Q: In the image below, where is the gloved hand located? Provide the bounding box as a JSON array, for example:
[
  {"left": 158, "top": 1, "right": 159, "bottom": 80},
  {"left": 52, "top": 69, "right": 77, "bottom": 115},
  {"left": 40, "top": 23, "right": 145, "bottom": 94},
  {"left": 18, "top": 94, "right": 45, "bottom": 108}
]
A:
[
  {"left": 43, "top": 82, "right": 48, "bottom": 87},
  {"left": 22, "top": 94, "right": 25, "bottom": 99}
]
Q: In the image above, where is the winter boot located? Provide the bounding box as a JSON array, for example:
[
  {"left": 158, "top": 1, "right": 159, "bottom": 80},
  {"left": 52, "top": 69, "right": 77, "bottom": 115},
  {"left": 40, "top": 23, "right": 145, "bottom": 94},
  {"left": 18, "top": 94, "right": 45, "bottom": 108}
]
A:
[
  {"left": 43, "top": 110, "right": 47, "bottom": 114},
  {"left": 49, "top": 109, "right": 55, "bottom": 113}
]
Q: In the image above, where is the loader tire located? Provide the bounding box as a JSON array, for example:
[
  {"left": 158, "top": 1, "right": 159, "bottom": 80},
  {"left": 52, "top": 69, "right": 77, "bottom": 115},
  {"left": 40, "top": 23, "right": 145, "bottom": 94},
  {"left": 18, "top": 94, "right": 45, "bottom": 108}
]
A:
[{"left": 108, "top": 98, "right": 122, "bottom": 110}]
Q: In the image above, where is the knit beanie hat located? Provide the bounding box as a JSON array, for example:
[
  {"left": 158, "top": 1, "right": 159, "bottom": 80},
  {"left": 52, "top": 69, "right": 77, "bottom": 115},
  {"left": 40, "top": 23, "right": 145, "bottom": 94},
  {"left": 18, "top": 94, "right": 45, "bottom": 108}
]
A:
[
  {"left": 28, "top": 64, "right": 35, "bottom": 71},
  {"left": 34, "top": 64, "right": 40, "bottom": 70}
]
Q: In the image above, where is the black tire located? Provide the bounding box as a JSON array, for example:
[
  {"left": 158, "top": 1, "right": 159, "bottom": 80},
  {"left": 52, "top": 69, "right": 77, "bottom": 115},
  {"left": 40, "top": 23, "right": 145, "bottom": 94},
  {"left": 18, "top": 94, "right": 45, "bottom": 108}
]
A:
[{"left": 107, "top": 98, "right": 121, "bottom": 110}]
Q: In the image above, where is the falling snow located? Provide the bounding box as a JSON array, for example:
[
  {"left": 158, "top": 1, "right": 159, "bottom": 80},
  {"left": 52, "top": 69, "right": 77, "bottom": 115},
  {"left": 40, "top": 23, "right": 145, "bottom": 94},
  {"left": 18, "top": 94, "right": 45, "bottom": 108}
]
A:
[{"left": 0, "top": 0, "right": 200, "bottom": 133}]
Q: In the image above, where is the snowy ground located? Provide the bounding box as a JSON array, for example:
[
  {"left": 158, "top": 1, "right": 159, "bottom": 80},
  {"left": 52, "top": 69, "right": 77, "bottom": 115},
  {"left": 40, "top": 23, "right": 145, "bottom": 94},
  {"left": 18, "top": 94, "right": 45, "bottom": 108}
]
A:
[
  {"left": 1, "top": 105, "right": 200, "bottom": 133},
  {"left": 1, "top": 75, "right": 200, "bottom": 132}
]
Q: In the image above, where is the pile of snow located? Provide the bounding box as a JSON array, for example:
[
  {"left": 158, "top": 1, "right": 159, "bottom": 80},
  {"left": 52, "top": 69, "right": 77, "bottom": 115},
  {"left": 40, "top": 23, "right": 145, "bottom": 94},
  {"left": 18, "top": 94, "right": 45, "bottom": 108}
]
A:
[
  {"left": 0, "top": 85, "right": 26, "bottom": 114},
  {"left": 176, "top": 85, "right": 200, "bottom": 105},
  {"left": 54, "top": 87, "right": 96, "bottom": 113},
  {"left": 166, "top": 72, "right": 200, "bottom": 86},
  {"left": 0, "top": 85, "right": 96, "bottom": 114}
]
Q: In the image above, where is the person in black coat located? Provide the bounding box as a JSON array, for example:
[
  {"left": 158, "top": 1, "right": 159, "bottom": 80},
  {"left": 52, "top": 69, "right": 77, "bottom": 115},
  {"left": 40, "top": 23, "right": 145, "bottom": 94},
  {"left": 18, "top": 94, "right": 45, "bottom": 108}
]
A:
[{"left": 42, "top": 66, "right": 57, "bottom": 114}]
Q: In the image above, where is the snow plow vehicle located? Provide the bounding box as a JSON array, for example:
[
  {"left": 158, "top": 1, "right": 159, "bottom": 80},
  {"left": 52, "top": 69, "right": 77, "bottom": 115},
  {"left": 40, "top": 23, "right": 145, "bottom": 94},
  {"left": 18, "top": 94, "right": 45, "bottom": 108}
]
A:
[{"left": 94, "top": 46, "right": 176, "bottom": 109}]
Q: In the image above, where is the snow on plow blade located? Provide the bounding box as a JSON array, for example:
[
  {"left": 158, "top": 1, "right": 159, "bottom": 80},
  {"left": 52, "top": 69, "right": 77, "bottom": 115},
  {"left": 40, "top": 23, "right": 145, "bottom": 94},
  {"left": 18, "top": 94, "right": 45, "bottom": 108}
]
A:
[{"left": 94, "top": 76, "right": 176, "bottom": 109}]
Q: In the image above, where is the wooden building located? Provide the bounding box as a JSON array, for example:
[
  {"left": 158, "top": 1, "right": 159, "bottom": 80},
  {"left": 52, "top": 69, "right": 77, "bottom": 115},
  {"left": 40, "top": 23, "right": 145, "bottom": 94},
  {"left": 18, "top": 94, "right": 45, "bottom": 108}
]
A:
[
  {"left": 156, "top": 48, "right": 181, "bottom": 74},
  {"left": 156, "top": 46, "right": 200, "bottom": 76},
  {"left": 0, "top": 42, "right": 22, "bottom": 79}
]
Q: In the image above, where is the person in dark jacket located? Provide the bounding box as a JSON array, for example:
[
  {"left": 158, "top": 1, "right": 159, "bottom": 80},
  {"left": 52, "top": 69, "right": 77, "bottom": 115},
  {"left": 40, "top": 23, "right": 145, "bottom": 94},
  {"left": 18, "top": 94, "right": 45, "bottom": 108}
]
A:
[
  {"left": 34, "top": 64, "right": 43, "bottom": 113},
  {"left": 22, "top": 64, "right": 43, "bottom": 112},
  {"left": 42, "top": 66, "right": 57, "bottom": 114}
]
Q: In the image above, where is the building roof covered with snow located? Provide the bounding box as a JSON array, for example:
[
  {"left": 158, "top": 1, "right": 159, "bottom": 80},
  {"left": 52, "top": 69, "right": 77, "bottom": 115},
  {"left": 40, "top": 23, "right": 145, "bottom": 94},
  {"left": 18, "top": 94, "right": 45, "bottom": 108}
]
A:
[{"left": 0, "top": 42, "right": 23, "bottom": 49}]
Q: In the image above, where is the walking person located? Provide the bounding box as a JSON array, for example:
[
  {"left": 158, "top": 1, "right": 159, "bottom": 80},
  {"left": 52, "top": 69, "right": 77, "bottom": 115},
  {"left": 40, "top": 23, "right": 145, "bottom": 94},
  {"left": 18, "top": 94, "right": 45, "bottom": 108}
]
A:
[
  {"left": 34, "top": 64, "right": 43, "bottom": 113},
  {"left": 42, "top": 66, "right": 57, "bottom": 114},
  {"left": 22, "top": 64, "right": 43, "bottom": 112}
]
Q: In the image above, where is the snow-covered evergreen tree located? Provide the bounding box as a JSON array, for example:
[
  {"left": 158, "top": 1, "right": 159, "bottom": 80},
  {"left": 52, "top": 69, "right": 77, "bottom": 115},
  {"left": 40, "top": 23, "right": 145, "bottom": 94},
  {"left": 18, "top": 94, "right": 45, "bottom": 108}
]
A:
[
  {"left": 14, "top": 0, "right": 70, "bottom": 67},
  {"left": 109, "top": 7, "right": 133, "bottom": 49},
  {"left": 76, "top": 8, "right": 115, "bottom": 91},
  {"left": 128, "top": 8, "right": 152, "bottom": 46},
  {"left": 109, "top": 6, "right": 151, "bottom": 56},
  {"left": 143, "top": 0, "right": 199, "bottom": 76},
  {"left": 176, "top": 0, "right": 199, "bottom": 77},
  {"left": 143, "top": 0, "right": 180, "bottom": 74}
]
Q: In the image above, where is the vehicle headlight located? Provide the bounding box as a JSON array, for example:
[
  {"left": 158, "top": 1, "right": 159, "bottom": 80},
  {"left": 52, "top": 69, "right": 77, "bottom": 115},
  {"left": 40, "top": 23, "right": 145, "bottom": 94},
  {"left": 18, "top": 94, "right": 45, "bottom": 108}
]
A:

----------

** Task requirements **
Within the material above, find every line containing the word "building" and copy it.

** Exercise response **
Q: In the image above, where is the wooden building located? Provide the bounding box as a JSON array, for example:
Q: In the image above, where is the building roof covered with snow located? Provide the bounding box as a JSON array, for example:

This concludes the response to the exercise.